» Task goal
Reproduce every one of the following lines word for word, keeping their order.

» Given records
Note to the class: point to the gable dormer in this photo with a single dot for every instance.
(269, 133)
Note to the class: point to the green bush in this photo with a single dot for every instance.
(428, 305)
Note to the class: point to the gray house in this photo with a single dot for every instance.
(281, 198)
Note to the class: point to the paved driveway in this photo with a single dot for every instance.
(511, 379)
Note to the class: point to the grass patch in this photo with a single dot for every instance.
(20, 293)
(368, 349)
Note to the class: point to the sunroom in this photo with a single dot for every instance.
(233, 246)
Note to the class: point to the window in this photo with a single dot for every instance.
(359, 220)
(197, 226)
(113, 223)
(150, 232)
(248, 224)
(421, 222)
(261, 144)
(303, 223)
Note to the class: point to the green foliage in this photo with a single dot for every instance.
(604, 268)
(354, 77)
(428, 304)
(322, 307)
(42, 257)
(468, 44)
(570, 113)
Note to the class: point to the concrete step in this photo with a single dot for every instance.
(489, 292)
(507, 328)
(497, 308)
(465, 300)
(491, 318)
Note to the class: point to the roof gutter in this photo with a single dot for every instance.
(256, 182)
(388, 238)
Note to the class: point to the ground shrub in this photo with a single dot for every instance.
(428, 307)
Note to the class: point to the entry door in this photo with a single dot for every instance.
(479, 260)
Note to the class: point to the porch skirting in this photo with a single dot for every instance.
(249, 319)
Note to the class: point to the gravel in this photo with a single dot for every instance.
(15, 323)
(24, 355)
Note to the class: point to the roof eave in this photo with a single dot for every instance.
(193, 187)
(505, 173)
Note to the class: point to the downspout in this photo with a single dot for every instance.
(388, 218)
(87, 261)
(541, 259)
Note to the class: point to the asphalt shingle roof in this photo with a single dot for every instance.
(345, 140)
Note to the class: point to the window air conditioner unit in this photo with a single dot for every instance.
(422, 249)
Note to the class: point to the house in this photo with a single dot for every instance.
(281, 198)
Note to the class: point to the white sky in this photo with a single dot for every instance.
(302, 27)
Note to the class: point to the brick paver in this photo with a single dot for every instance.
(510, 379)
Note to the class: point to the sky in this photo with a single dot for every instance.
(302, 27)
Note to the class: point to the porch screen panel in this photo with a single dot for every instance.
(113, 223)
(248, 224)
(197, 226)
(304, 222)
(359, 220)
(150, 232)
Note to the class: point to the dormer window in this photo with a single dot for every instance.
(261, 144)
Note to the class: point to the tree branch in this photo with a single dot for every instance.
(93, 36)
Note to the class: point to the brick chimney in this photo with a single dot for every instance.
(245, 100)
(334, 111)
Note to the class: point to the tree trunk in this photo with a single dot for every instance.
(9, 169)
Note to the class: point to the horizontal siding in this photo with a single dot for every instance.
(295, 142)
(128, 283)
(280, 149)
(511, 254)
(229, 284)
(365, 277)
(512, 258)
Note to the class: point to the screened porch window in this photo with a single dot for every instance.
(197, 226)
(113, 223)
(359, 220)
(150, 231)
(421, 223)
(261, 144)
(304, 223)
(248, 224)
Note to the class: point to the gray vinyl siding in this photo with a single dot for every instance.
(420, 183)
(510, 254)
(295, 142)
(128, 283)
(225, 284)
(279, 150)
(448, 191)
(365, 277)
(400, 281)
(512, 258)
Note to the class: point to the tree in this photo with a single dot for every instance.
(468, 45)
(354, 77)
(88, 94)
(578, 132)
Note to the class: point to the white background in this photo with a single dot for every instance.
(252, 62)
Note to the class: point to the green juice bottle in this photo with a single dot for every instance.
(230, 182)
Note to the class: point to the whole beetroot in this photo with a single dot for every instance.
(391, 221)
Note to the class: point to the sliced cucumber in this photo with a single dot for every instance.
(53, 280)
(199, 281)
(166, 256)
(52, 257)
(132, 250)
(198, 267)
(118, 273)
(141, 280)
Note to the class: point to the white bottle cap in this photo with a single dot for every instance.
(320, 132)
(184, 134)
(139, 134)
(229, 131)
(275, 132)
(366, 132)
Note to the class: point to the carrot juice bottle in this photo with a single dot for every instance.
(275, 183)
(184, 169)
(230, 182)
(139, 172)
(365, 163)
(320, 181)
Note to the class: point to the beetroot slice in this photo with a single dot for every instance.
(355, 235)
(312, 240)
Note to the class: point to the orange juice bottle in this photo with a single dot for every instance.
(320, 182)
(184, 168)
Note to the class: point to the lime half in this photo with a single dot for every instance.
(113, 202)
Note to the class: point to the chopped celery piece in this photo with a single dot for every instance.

» Expected output
Note to the class: point to the gable dormer in this photo with a single dot for every instance.
(269, 133)
Note to the class: point to the green bush in this photo with a single dot for every instance.
(428, 305)
Note to the class: point to the gray house in this photo with a single dot for every instance.
(281, 198)
Note to the class: point to the paved driveway in this photo with a single dot for every instance.
(511, 379)
Note to the class: point to the grass patch in this photo with a single dot for every instance.
(20, 293)
(368, 349)
Note to the class: point to the sunroom in this photo with a single dot for every instance.
(233, 246)
Note to the class: point to the window in this photo with a single dot for every instance.
(359, 220)
(197, 226)
(113, 223)
(150, 232)
(248, 224)
(421, 222)
(261, 144)
(303, 223)
Note to the class: point to the green foliage in this photo with a single dot for every instance.
(604, 268)
(354, 77)
(428, 304)
(322, 307)
(42, 257)
(468, 44)
(570, 113)
Note to the class: point to the concrete step in this photo with a single dot for every instance.
(489, 292)
(507, 328)
(497, 308)
(465, 300)
(491, 318)
Note to the class: point to the roof gutter in this photo with a single dot for every instance.
(256, 182)
(388, 238)
Note to the class: point to the ground shrub in this photo with a single dot for every instance.
(428, 307)
Note to the class: point to the entry door in this photo with a single dot for every instance.
(479, 260)
Note to the class: point to the porch skirting in this photo with a single dot for every instance.
(249, 319)
Note to the class: point to the gravel in this photo with a single dot for every instance.
(15, 323)
(24, 355)
Note to the class: point to the roof eave in this photo with a single dot for every instance.
(193, 187)
(505, 173)
Note to the class: point to the downspout in this photo with a single dot for every instance.
(388, 218)
(87, 261)
(541, 259)
Note to the class: point to the asphalt shingle roof in this photo with a single dot for every instance.
(345, 140)
Note to the class: point to the window air conditioner unit in this photo with a single dot for every instance.
(422, 249)
Note to the class: point to the house in this photo with a single dot for every instance.
(281, 198)
Note to the class: point to the white sky in this photo with a single dot for every instance.
(302, 27)
Note to the class: point to the brick paver in this photo with a single dot for every instance.
(510, 379)
Note to the class: point to the sky in this photo with a single dot for every instance.
(302, 27)
Note to the class: point to the porch screen panel in this photo with a single dot for every instance.
(113, 223)
(248, 224)
(197, 226)
(304, 222)
(359, 220)
(150, 232)
Note to the class: point to the dormer window in this photo with a single dot for every instance.
(261, 144)
Note to the class: point to the tree branch in this photo with a single dot for every instance.
(93, 36)
Note to the class: point to the brick chimney in this photo with a single dot for every instance.
(245, 100)
(334, 111)
Note to the class: point to the tree trunk in this photo with a single dot for every instance.
(9, 169)
Note to the class: point to the horizontal siding in this photo with a single dot for every instance.
(295, 142)
(128, 283)
(280, 149)
(511, 254)
(229, 284)
(365, 277)
(512, 258)
Note to the class: point to the screened porch window in this photo with a single dot for every instance.
(197, 226)
(113, 223)
(359, 220)
(150, 231)
(421, 223)
(261, 144)
(304, 223)
(248, 224)
Note to the class: point to the gray vinyl siding in this photo with a single dot for every instance.
(420, 183)
(510, 254)
(295, 142)
(128, 283)
(225, 284)
(279, 150)
(448, 191)
(365, 277)
(400, 281)
(512, 258)
Note to the class: point to the tree in this photo with a single dot for every instance.
(468, 45)
(354, 77)
(88, 94)
(578, 132)
Note to the class: point to the white background in this photo with a single dot for every instance.
(252, 62)
Note to the class: point to the green juice bottle in this photo with a single dot for every instance.
(230, 182)
Note to the class: point to the whole beetroot in this photo with a single dot for every instance.
(391, 221)
Note to the class: point to the sliced cucumber in this photo with a single dot for every instance.
(53, 280)
(199, 281)
(166, 256)
(52, 257)
(132, 250)
(198, 267)
(118, 273)
(141, 280)
Note to the class: point to the white bottle cap in this photo with a single dot for every instance.
(320, 132)
(184, 134)
(139, 134)
(229, 131)
(275, 132)
(366, 132)
Note to the class: point to the carrot juice bottle in this photo with a single dot for every instance.
(275, 183)
(184, 169)
(230, 182)
(139, 172)
(365, 163)
(320, 181)
Note to the class: point to the beetroot slice in this photo with a single dot for every instance.
(355, 235)
(312, 240)
Note to the class: point to the orange juice bottle in this photo with a single dot for every instance.
(320, 182)
(184, 168)
Note to the class: point to the lime half in this photo with a single dot for every instance.
(113, 202)
Note to the class: point to the chopped celery piece in this photo with a single dot for every instance.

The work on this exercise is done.